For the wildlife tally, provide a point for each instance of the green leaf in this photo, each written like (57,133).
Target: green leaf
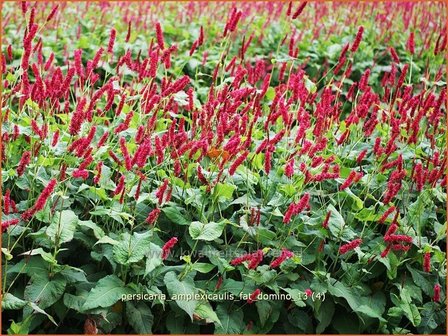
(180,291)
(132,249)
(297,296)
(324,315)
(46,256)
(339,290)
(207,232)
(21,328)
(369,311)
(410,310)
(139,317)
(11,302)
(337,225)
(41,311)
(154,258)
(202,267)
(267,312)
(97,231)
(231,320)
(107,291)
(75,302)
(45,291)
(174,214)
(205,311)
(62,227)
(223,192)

________________________

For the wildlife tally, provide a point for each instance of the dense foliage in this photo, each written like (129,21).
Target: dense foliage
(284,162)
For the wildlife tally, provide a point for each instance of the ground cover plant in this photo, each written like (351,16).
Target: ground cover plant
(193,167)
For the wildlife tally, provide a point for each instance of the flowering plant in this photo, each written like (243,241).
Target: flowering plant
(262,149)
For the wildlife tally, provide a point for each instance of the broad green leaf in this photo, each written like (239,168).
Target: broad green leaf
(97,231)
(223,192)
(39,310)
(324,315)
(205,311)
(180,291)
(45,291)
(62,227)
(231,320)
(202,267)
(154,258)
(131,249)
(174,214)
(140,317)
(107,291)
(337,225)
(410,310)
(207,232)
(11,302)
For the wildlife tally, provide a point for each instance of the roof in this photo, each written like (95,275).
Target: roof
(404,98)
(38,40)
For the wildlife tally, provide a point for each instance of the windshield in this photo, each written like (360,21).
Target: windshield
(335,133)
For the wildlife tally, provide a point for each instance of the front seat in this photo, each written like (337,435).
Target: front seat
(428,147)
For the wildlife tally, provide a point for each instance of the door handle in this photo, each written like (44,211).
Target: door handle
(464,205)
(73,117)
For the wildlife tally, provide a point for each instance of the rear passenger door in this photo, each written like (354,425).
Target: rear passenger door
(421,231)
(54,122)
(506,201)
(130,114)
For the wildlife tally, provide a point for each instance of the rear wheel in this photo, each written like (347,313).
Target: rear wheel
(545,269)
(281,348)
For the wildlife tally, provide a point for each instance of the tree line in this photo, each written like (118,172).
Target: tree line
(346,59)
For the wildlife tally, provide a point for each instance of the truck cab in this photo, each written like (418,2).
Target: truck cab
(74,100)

________________________

> What is being asked
Could you retype exactly the lines above, starting at the line that contains "written like (351,16)." and ending at the line that contains "written like (243,241).", and nothing more?

> Solution for this exercise
For the wildlife tally, provide a point for each instance of the ground cover plant in this photo, each written like (351,16).
Target: ground cover plant
(193,167)
For the wildlife tally, provide a point for each instance of the flowering plant in this photo, each written like (243,241).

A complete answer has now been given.